Aim:
Return verbatim the lines of the data from the line containing "soil</item>, that would be a great help." through the end of the data, both included.

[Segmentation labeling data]
┌──

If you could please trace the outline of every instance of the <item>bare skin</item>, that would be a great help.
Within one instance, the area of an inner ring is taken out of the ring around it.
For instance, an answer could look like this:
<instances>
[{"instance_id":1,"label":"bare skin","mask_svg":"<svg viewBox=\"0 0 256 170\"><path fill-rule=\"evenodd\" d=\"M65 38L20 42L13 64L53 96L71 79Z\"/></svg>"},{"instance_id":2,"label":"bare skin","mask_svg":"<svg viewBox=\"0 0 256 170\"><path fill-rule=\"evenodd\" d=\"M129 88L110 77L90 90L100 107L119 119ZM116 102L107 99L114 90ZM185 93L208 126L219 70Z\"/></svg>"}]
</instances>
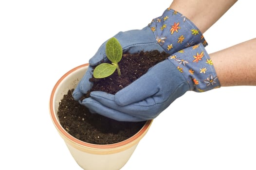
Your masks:
<instances>
[{"instance_id":1,"label":"bare skin","mask_svg":"<svg viewBox=\"0 0 256 170\"><path fill-rule=\"evenodd\" d=\"M221 86L256 85L256 38L210 54Z\"/></svg>"},{"instance_id":2,"label":"bare skin","mask_svg":"<svg viewBox=\"0 0 256 170\"><path fill-rule=\"evenodd\" d=\"M237 0L174 0L170 8L186 16L204 33Z\"/></svg>"}]
</instances>

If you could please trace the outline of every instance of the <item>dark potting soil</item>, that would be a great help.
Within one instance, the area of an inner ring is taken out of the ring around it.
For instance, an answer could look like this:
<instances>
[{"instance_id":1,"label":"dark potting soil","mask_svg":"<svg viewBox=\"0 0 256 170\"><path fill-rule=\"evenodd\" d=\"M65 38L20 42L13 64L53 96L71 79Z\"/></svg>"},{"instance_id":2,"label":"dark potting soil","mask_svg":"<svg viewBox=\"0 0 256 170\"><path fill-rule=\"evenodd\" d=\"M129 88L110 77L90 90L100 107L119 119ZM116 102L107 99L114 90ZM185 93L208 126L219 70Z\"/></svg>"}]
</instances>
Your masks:
<instances>
[{"instance_id":1,"label":"dark potting soil","mask_svg":"<svg viewBox=\"0 0 256 170\"><path fill-rule=\"evenodd\" d=\"M116 71L107 78L91 78L90 81L93 82L93 86L90 91L99 90L114 94L168 56L165 52L160 53L157 51L124 54L118 63L121 76L118 76ZM59 103L58 117L63 128L80 140L101 145L117 143L135 135L146 122L119 121L91 114L87 108L73 100L73 89L70 89L64 95ZM90 91L84 97L89 97Z\"/></svg>"}]
</instances>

└──

Worked solution:
If you could please trace the outline of every instance of the <item>dark potting soil</item>, that would be a great help.
Within one instance, the area of an inner ring is taken out of the ring around it.
For instance, an answer could look like this:
<instances>
[{"instance_id":1,"label":"dark potting soil","mask_svg":"<svg viewBox=\"0 0 256 170\"><path fill-rule=\"evenodd\" d=\"M65 38L20 42L13 64L53 96L71 79Z\"/></svg>"},{"instance_id":2,"label":"dark potting soil","mask_svg":"<svg viewBox=\"0 0 256 170\"><path fill-rule=\"evenodd\" d=\"M129 88L110 77L90 90L100 107L119 119ZM116 102L107 99L114 90ZM185 93L208 126L219 70Z\"/></svg>"}]
</instances>
Your masks:
<instances>
[{"instance_id":1,"label":"dark potting soil","mask_svg":"<svg viewBox=\"0 0 256 170\"><path fill-rule=\"evenodd\" d=\"M116 71L107 78L91 78L90 81L93 82L93 86L90 91L99 90L114 94L168 56L165 52L160 53L157 51L124 54L118 63L121 76L118 76ZM59 103L58 117L63 128L80 140L101 145L117 143L135 135L146 122L119 121L91 114L87 108L73 100L73 89L70 89L64 95ZM90 91L84 97L89 97Z\"/></svg>"}]
</instances>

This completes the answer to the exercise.